> _What you should do_: Reproduce the stretch from the line containing "task: provide the mask of every instance of the wildflower" through the end of the items, request lines included. Increase every number in the answer outlines by 32, including the viewBox values and all path coordinates, and leave the request lines and the sample outline unchanged.

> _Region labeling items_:

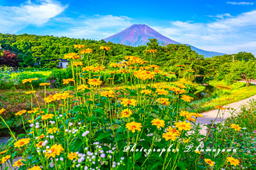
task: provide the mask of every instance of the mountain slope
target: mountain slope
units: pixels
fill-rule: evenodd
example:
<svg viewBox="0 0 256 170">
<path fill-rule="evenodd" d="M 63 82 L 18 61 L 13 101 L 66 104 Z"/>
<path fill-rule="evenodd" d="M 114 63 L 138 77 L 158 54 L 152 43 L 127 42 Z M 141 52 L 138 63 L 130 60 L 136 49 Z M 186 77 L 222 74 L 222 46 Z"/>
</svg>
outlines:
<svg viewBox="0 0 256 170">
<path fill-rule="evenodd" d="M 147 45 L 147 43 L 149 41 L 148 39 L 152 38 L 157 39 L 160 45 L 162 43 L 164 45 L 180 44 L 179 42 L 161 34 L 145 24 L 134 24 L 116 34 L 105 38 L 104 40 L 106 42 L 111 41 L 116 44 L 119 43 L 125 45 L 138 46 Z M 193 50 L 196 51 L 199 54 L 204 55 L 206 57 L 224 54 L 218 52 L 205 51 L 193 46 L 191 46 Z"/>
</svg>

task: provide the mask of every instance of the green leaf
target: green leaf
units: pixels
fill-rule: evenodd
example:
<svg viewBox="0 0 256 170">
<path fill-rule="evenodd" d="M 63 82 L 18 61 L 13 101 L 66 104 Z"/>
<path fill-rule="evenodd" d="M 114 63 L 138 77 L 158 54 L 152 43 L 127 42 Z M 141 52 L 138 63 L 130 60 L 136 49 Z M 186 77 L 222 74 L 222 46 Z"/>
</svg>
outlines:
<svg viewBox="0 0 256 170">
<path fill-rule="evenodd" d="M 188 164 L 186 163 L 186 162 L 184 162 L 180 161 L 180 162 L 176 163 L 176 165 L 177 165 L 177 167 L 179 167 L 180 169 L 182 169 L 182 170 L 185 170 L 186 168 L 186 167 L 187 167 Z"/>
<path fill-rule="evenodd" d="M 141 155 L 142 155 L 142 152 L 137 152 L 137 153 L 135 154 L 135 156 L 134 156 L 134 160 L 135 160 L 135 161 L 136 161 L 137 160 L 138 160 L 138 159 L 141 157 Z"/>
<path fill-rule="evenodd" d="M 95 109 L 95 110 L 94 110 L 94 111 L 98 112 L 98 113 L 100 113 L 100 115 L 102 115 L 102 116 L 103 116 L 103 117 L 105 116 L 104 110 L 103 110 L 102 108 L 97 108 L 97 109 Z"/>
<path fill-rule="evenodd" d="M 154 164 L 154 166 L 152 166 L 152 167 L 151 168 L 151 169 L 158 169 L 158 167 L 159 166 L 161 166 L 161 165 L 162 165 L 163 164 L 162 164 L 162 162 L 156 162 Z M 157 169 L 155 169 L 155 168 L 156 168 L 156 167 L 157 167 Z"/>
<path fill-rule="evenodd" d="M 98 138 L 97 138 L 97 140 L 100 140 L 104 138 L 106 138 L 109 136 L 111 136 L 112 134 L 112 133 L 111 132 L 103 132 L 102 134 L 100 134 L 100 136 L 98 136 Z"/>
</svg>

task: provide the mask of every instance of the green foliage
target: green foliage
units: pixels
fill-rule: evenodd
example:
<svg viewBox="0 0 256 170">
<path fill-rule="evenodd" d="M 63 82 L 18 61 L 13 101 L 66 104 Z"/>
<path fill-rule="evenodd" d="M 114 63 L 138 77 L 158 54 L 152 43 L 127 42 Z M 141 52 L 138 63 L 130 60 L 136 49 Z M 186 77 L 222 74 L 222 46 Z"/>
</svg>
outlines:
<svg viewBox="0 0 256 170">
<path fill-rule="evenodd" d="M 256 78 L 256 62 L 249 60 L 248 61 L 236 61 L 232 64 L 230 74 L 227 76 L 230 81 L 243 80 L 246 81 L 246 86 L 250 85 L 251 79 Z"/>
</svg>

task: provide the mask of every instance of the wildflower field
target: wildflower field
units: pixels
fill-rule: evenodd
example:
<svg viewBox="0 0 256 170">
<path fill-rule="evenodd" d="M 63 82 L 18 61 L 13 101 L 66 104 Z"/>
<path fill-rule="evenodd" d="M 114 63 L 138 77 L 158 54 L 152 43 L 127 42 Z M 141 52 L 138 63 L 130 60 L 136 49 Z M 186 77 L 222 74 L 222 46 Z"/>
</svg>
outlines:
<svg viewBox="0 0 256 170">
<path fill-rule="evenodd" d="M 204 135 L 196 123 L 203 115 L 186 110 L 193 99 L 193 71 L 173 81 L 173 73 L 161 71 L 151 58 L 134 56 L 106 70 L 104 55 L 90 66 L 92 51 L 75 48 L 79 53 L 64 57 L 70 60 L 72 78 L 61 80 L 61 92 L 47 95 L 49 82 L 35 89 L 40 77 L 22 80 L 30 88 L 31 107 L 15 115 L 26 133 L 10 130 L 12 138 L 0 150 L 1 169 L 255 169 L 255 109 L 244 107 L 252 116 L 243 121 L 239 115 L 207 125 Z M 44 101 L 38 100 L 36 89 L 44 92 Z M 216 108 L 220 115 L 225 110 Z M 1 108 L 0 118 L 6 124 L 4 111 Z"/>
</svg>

> _Written solution_:
task: provide the mask of every instance of the wildflower field
target: wildflower field
units: pixels
fill-rule: evenodd
example:
<svg viewBox="0 0 256 170">
<path fill-rule="evenodd" d="M 63 82 L 18 61 L 13 101 L 66 104 Z"/>
<path fill-rule="evenodd" d="M 114 63 L 138 77 L 158 54 L 152 43 L 127 42 Z M 141 52 L 138 63 L 130 60 L 136 49 Z M 186 77 L 222 74 L 222 46 Z"/>
</svg>
outlines:
<svg viewBox="32 32 288 202">
<path fill-rule="evenodd" d="M 236 167 L 228 155 L 235 147 L 218 142 L 225 131 L 225 103 L 205 113 L 205 105 L 193 103 L 183 90 L 166 88 L 138 102 L 136 87 L 122 98 L 124 83 L 107 80 L 111 85 L 96 89 L 102 92 L 104 110 L 93 112 L 93 124 L 79 127 L 81 114 L 67 121 L 72 109 L 54 112 L 62 120 L 63 139 L 47 147 L 58 165 L 42 162 L 44 170 L 32 182 L 33 201 L 287 201 L 287 141 L 276 139 L 284 148 L 275 153 L 271 147 L 239 157 Z M 76 133 L 70 132 L 68 121 L 76 124 Z M 248 140 L 252 147 L 257 142 Z M 33 140 L 32 150 L 38 156 L 36 143 Z"/>
</svg>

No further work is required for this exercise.